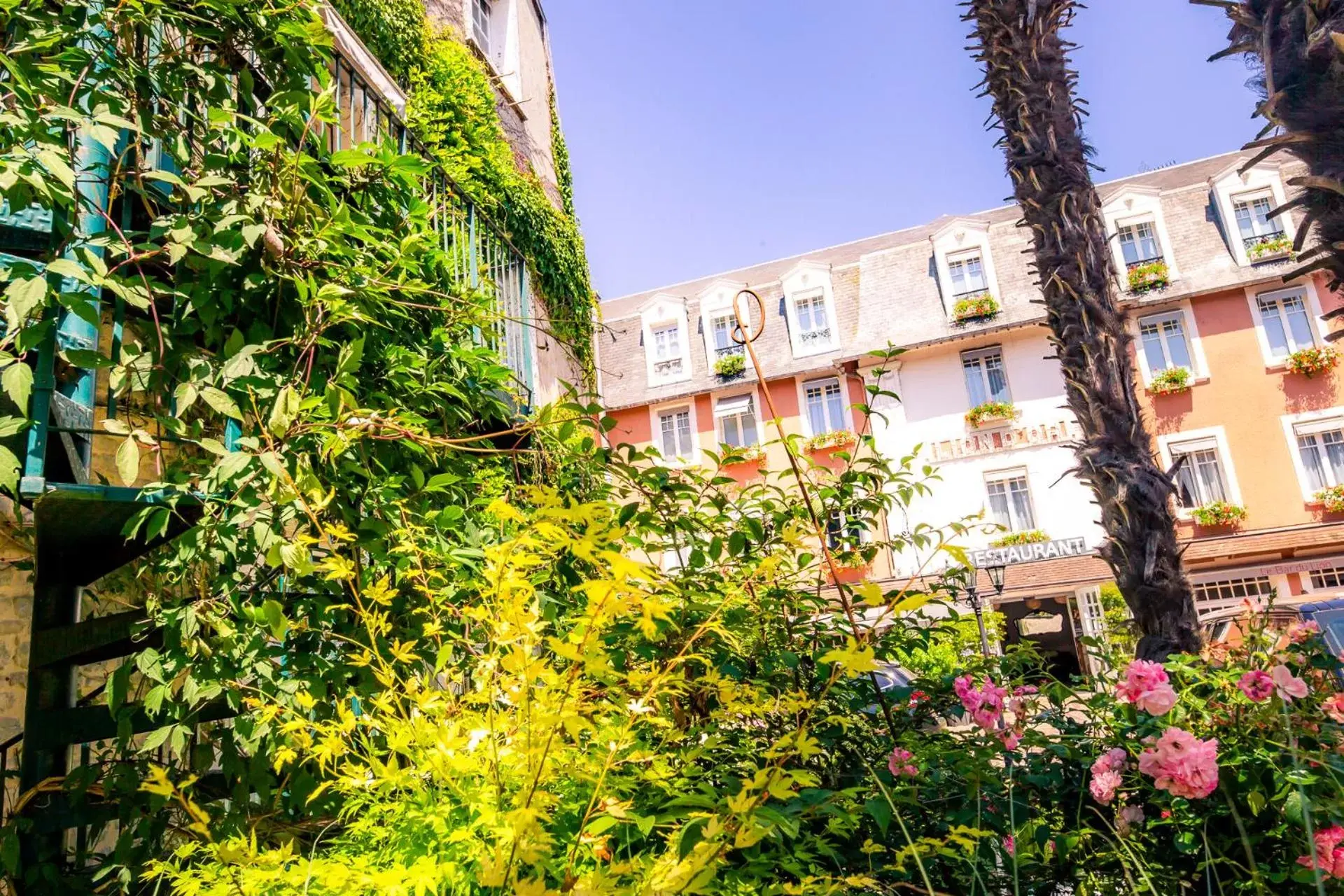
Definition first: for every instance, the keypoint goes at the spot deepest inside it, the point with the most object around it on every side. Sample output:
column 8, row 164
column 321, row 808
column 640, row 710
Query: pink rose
column 1303, row 631
column 1288, row 685
column 1328, row 856
column 1126, row 818
column 1257, row 685
column 1104, row 786
column 899, row 763
column 1147, row 687
column 1182, row 764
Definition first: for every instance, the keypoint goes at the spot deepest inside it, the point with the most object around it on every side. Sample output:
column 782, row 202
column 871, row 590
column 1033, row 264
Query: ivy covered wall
column 456, row 111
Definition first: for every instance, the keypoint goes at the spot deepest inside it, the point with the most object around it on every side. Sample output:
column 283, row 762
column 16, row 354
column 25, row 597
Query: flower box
column 1269, row 248
column 1218, row 514
column 730, row 365
column 750, row 454
column 1170, row 382
column 991, row 413
column 1331, row 498
column 1148, row 276
column 974, row 309
column 1310, row 362
column 835, row 438
column 1031, row 536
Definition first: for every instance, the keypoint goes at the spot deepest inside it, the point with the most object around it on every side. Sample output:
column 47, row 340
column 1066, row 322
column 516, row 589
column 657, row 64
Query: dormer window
column 1139, row 244
column 667, row 351
column 968, row 276
column 666, row 346
column 1245, row 202
column 1256, row 229
column 813, row 323
column 721, row 336
column 965, row 269
column 811, row 309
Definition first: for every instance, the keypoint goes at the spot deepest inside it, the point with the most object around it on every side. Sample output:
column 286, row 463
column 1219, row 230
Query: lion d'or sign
column 1028, row 552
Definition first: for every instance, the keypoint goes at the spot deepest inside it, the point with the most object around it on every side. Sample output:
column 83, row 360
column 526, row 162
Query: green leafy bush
column 991, row 412
column 1170, row 382
column 1148, row 276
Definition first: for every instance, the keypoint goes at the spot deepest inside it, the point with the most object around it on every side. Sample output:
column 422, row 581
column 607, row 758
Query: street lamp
column 996, row 580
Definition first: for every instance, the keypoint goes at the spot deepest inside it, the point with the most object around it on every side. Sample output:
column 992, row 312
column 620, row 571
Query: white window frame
column 1225, row 460
column 846, row 412
column 1132, row 206
column 981, row 354
column 1199, row 372
column 656, row 413
column 715, row 302
column 1307, row 289
column 715, row 398
column 958, row 239
column 659, row 314
column 1230, row 186
column 1009, row 476
column 804, row 280
column 1320, row 421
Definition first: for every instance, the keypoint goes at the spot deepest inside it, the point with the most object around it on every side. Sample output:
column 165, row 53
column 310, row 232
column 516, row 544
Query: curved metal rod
column 742, row 335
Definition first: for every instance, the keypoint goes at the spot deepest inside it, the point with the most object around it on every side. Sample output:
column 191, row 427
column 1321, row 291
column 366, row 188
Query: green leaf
column 128, row 461
column 219, row 400
column 24, row 296
column 274, row 615
column 881, row 812
column 17, row 382
column 691, row 834
column 284, row 413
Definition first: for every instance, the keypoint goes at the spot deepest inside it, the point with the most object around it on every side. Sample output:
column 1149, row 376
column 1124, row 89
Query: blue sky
column 708, row 134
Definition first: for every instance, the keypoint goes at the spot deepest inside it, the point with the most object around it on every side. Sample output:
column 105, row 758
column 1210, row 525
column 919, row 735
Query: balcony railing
column 670, row 367
column 813, row 337
column 727, row 351
column 1250, row 245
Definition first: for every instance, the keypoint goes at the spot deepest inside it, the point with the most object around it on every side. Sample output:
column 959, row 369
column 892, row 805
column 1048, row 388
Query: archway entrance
column 1049, row 624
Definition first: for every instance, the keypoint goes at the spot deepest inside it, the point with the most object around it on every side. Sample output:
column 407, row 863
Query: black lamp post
column 996, row 580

• [WORK TO BE COMPLETED]
Quote the entries in full. Any image among them is to be omitted from the copy.

• [RESPONSE TO THIS TASK]
Definition first: for every instance, the keypoint goes at the spot deepest inside it, the point with the most object around it on every side. Sample output:
column 8, row 164
column 321, row 808
column 640, row 710
Query: pink rose
column 1303, row 631
column 1288, row 685
column 1328, row 856
column 1126, row 818
column 1257, row 685
column 1104, row 786
column 899, row 763
column 1147, row 687
column 1182, row 764
Definition first: for every instance, the keypoint goes at the spot deepest inside it, the point with the most object around it on every side. Sample output:
column 782, row 202
column 871, row 590
column 1033, row 264
Query: ivy covered wall
column 456, row 111
Definition first: for every instance, the keypoint goes at the spot deepest inside it, the point with the most object around it on every side. Sample output:
column 283, row 762
column 16, row 354
column 25, row 597
Query: flower box
column 1269, row 248
column 1218, row 514
column 730, row 365
column 750, row 454
column 1170, row 382
column 991, row 413
column 1331, row 498
column 1148, row 276
column 974, row 309
column 1310, row 362
column 835, row 438
column 1031, row 536
Definition first: for every instance, the keypoint goes at the spot deepest inside it, the point with the most object around it on every side. Sample output:
column 47, row 340
column 1066, row 322
column 516, row 589
column 657, row 64
Query: dormer window
column 1139, row 244
column 667, row 351
column 968, row 276
column 666, row 346
column 1245, row 202
column 1256, row 229
column 813, row 323
column 721, row 336
column 965, row 269
column 811, row 309
Definition first: for every instance, the keypoint goes at the spot deepest inside it, the point with the most object around it on every side. Sample output:
column 286, row 463
column 1219, row 230
Query: lion d'or sign
column 1028, row 552
Definition first: for every instance, the keypoint goes at the spot deepest inside it, the point with the most object around it on every side. Sample output:
column 83, row 360
column 526, row 162
Query: green leafy bush
column 991, row 412
column 1170, row 382
column 1148, row 276
Definition first: for every instance, the keypoint goes at the spot deepest inside it, the point with the most object around it on every side. Sample output:
column 422, row 581
column 607, row 758
Query: street lamp
column 996, row 580
Definition first: for every instance, the keypoint goes at the spot deepest inside it, the point with the most object around it on every side. Sample output:
column 992, row 312
column 620, row 571
Query: white window frame
column 1225, row 460
column 846, row 412
column 1132, row 206
column 981, row 354
column 1199, row 372
column 656, row 413
column 715, row 302
column 1307, row 289
column 715, row 398
column 958, row 239
column 659, row 314
column 1230, row 186
column 1009, row 476
column 804, row 280
column 1320, row 421
Definition first: for every instance, the keypoint goes at the spot deepest inside it, the point with the most object around it on every side. Sample output:
column 165, row 53
column 310, row 232
column 516, row 544
Query: curved metal rod
column 742, row 335
Definition first: for every instance, the keypoint goes at the spot deepest inside it, the point with the most object around it on every side. Sample output:
column 191, row 427
column 1321, row 291
column 366, row 188
Query: green leaf
column 128, row 461
column 219, row 400
column 24, row 296
column 274, row 615
column 881, row 812
column 17, row 382
column 691, row 834
column 284, row 413
Definition first: for every instance, the keypoint goes at the spot deepest inside it, the point with the most object around it on every side. Sample output:
column 1149, row 376
column 1124, row 89
Query: blue sky
column 708, row 134
Definition first: for every instance, the keypoint goes at the spot deepest inside it, the point with the most object around it on every side. Sample output:
column 105, row 758
column 1210, row 525
column 919, row 735
Query: balcony railing
column 670, row 367
column 813, row 337
column 727, row 351
column 1250, row 245
Definition first: for every instance, the keypoint goes at the spot deepest inside it, the point with the most object around it on every side. Sample output:
column 959, row 369
column 892, row 805
column 1048, row 388
Query: archway entrance
column 1049, row 624
Definition first: for every instance, the keypoint goes at the spot deepest inside it, the point with the most object around it on every side. Sample output:
column 407, row 863
Query: black lamp post
column 996, row 580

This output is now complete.